I know how they work, thanks. I meant up until that point, the game is about controlling the girls story/gameplay wise, but the T4 break is often just letting them do what they want. It kind of breaks the immersion/focus of the game is what I'm saying. You usually spend your time trying to lock the girls down and torment them up till that point, that make sense. Sitting around and waiting for them to use their moves against you doesn't feel like the gameplay up to that point or like a logical way for the MC to act. It starts to feel like you're metagaming instead of actually playing the game naturally, if you understand what I mean. You need to intentionally let some girls free and allow them to spam their moves at you, instead of the usual "Torment the girls" goal of the earlier breaks. If you didn't know how it worked, that isn't something you'd ever consider doing because it doesn't make any sense outside of "that's just how the game is made".
I'm trying to think of an example of that in popular games but I can't think of any off the top of my head. Wolf's Dungeon had similar problems with that though if you're familiar with that game. Where sometimes you had to intentionally go and lose to some random mob to advance the story. It's kind of like that. It goes against common sense and what you've done up to that point. Without a guide or dumb luck, you'd never advance. It might not be as extreme here, but it's the same feeling.
The moves the girls unlock at T3 are fine, I just don't think the T4 break should revolve around them using those moves. The girls up till that point are already often violent, so it's not like that's really needed for the final step of the corruption. Rather it seems like they're lacking loyalty to the MC at that point. I think the T4 break should focus more on that angle.

What you need to do =
- a) Which other game does the writer of the game commentary say had similar problems?
- b) List every abbreviation that appears in the game commentary, in order of first appearance.

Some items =
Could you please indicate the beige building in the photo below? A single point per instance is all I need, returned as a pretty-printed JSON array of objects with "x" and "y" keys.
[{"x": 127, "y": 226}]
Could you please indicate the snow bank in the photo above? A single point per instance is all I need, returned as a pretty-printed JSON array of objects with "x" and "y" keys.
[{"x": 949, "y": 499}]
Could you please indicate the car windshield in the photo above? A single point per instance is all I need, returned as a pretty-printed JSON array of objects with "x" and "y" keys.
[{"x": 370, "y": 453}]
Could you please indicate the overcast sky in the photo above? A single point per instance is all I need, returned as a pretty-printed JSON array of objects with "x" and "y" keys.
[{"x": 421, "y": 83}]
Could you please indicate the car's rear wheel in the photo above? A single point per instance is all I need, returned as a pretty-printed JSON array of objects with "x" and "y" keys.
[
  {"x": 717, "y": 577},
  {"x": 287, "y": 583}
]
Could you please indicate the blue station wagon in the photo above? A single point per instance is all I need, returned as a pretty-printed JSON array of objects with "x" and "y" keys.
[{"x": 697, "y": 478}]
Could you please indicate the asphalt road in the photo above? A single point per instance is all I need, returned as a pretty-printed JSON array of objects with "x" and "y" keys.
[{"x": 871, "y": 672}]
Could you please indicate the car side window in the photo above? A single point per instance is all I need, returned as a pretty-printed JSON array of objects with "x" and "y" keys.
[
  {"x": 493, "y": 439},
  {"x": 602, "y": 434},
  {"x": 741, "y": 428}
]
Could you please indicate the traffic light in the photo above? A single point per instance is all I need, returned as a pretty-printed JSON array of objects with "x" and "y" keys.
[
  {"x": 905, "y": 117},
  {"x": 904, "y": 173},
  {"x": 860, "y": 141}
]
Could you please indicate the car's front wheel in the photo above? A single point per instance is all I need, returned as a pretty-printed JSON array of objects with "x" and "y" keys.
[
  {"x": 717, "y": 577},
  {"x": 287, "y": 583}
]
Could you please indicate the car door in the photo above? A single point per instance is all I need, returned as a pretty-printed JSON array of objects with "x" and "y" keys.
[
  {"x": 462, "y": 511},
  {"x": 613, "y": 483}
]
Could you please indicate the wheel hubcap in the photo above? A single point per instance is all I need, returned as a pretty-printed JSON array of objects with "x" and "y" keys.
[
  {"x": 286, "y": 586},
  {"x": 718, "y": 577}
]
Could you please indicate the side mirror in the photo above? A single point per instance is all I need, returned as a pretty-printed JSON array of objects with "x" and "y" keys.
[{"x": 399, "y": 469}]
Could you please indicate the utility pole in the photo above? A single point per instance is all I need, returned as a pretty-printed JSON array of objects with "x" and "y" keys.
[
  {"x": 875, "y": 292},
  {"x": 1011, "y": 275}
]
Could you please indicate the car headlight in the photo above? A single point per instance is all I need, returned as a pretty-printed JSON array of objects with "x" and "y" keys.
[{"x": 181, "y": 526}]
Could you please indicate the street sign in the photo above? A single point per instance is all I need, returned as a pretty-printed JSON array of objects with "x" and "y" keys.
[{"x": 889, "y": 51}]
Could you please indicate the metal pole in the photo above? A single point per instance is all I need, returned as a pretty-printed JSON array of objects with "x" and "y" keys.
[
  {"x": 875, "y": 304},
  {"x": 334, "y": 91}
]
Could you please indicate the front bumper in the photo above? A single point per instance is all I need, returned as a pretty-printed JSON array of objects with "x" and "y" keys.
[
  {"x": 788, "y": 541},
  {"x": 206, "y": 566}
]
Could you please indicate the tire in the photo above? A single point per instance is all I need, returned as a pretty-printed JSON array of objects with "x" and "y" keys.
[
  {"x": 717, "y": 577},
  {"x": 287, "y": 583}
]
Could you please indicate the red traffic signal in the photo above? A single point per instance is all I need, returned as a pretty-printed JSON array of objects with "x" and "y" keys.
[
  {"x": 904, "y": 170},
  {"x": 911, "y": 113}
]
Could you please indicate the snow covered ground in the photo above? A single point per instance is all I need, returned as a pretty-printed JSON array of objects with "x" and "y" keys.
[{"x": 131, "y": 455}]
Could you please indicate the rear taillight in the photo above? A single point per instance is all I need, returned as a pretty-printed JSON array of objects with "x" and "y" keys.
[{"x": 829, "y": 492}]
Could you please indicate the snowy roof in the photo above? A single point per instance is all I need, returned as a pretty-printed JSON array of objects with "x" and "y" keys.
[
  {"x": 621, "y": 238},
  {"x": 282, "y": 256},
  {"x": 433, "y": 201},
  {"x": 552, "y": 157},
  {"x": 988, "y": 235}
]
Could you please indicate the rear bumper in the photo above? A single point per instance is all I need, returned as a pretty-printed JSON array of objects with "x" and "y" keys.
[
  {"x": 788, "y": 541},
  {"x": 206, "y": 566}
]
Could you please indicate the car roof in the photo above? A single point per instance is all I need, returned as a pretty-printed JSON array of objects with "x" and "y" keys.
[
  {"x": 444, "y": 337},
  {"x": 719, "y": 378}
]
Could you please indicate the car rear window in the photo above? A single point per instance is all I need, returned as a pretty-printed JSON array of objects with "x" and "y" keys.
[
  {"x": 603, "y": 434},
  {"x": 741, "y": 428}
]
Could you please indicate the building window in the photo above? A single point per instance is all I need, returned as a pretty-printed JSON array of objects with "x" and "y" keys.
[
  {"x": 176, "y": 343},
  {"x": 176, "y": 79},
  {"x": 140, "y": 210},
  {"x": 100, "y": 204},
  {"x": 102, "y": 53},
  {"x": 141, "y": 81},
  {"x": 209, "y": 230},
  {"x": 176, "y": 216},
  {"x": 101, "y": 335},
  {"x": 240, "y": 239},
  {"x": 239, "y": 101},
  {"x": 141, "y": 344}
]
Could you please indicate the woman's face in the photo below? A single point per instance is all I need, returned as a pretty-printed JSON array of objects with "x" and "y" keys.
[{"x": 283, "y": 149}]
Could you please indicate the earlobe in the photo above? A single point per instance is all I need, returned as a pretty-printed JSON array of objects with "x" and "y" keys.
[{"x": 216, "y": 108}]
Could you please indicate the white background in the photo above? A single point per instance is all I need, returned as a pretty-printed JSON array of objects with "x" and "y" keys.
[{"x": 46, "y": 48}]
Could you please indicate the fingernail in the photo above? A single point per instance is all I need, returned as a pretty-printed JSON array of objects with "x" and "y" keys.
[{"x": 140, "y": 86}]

Results for each task =
- a) Wolf's Dungeon

- b) T4, MC, T3